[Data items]
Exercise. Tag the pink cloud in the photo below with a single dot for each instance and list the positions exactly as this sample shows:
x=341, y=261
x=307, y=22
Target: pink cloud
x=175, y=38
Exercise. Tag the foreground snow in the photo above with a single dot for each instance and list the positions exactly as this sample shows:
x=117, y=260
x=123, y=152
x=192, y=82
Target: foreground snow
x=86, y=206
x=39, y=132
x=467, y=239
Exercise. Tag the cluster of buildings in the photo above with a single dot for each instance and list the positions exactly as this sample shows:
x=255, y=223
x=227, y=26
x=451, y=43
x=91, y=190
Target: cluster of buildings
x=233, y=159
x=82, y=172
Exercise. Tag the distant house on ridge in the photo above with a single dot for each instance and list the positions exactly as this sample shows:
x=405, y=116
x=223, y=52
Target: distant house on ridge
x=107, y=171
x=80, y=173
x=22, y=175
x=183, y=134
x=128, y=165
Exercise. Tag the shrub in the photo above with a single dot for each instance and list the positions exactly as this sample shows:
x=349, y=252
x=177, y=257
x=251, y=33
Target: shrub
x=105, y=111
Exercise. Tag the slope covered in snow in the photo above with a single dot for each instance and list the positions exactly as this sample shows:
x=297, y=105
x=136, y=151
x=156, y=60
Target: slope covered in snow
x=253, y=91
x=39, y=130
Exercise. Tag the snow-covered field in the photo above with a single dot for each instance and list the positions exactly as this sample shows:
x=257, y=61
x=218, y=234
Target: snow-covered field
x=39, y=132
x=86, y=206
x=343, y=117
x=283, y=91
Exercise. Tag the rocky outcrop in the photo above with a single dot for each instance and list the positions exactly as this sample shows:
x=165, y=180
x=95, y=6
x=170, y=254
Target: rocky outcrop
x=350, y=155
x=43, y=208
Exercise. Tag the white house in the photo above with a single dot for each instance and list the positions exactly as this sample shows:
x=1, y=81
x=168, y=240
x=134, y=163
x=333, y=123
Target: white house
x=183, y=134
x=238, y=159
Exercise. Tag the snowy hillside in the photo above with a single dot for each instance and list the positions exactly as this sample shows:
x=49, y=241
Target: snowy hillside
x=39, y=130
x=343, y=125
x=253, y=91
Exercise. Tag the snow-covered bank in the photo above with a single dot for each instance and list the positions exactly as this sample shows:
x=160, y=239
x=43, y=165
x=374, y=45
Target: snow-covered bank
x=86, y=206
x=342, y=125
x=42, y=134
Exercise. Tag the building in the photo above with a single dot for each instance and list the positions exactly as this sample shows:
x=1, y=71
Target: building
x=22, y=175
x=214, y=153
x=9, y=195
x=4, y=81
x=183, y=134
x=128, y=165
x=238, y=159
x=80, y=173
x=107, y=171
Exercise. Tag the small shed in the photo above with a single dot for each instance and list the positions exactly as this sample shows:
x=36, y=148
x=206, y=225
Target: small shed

**Prompt:** Please tally the lines of the entries that contain the string "shed" and reply with the count alone.

**Exercise result:** 2